— Consignas —
1. Indica cuántas líneas de las entradas contienen la palabra "using". Responde solo con el número.
2. Retoma el texto sobre los obeliscos y continúalo a partir de su última oración.

— Texto proporcionado —
* * * * *

Obelisco egipcio en  Paris
Cuando pensamos en obeliscos, si el tema nos interesa, el primero que nos viene a la mente es el de Buenos Aires. El segundo es el de Washington. Casi con seguridad el tercero es el de París, llamado de Luxor, emplazado en la Plaza de la Concordia. El cuarto podría ser el de la  Plaza de San Pedro, en la Ciudad del Vaticano. El quinto el del Central Park de Nueva York.  Claro, esto es así siempre que el que piense sea argentino…
            La ciudad más grande de Sudamérica, San Pablo, tiene como monumento más importante un obelisco, blanco como el nuestro, aunque unos 5 metros más alto. Sin embargo, para nosotros, es como si no existiera. En realidad, como veremos, para todo habitante del mundo atrasado no hay otra cosa que el primer mundo. Ellos nos imponen los valores culturales y nosotros compramos.

* * * * *

— Datos registrados —
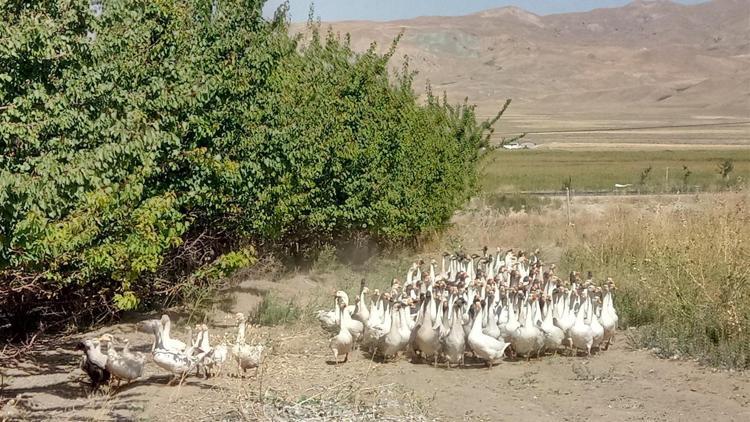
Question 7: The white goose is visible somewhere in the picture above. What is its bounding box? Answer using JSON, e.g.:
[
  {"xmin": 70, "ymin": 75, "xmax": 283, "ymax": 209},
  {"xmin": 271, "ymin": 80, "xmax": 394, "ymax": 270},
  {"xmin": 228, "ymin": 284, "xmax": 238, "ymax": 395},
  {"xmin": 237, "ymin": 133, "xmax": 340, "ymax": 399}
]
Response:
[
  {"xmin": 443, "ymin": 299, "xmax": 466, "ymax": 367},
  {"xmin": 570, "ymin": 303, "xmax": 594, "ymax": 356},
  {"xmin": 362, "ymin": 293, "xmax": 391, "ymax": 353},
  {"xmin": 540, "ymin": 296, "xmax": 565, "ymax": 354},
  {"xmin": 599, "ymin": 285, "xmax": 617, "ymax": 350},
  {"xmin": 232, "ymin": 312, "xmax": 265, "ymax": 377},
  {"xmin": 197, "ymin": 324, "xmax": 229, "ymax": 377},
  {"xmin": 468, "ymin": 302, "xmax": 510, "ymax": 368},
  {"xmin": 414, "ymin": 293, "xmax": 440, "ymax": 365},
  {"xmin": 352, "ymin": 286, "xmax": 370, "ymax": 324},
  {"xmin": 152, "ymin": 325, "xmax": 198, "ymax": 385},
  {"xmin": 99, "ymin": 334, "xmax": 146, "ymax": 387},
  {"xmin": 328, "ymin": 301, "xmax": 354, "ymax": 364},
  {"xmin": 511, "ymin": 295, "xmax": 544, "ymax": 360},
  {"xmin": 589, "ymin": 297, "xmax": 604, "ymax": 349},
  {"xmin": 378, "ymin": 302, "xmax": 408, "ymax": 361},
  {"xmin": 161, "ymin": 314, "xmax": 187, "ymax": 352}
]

* * * * *

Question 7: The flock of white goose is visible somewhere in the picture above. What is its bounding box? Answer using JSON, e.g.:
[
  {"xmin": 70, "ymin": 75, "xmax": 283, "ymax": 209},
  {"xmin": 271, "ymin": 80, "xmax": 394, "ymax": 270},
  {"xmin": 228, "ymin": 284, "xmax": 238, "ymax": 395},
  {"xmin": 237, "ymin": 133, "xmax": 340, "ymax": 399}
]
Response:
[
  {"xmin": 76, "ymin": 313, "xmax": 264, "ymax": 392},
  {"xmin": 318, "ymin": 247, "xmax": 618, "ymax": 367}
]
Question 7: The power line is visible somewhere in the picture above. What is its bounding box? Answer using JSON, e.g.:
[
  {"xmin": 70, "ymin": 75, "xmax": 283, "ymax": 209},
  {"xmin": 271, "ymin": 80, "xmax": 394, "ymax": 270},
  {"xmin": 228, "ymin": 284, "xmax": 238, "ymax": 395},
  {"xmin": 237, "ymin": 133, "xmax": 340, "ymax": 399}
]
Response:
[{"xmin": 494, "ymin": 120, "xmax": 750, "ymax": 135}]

* * * * *

— Respuestas al ejercicio —
1. 3

2.
             Si repasamos los obeliscos que ya vimos podemos entender algunas cosas. El de la capital yanki fue en su momento la construcción más alta del mundo: mide como el edificio más alto de Puerto Madero, 170 metros. El de París es un trofeo que se trajeron los franceses de Egipto. Los egipcios hicieron cientos de obeliscos, son los campeones en la materia. Aunque no soy egiptólogo, son todos bastante parecidos. Francia se quiso afanar dos, pero cuestiones políticas impidieron que el segundo salga de África. Hoy, a ese que no salió del continente negro, a ese que es casi idéntico al otro, ya nadie lo conoce. De alguna manera, se nos indica que lo importante es París, no el monumento en sí mismo. Cierto que se lo levantó en el mismo sitio donde en 1793 se le cortó la cabeza a miles de personas— Luis XVI incluido—, y también es verdad que al monumento egipcio se lo emplazó allí con el deliberado propósito de  hacer olvidar a los galos su propia historia, porque no tiene nada que ver con la revolución ni con la restauración. Pero eso es la historia del obelisco, no el obelisco en sí mismo. El de la Plaza San Pedro fue afanado por Calígula, en el siglo I. Como en aquellos años no había filtro,  hay en Roma una multitud de obeliscos egipcios. Con el tiempo le consagraron una cruz en su cima. Digamos que le dieron valor agregado, le añadieron historia. Pero la verdad es que no encuentro mayor imagen emblemática de hibrido cultural en el mundo.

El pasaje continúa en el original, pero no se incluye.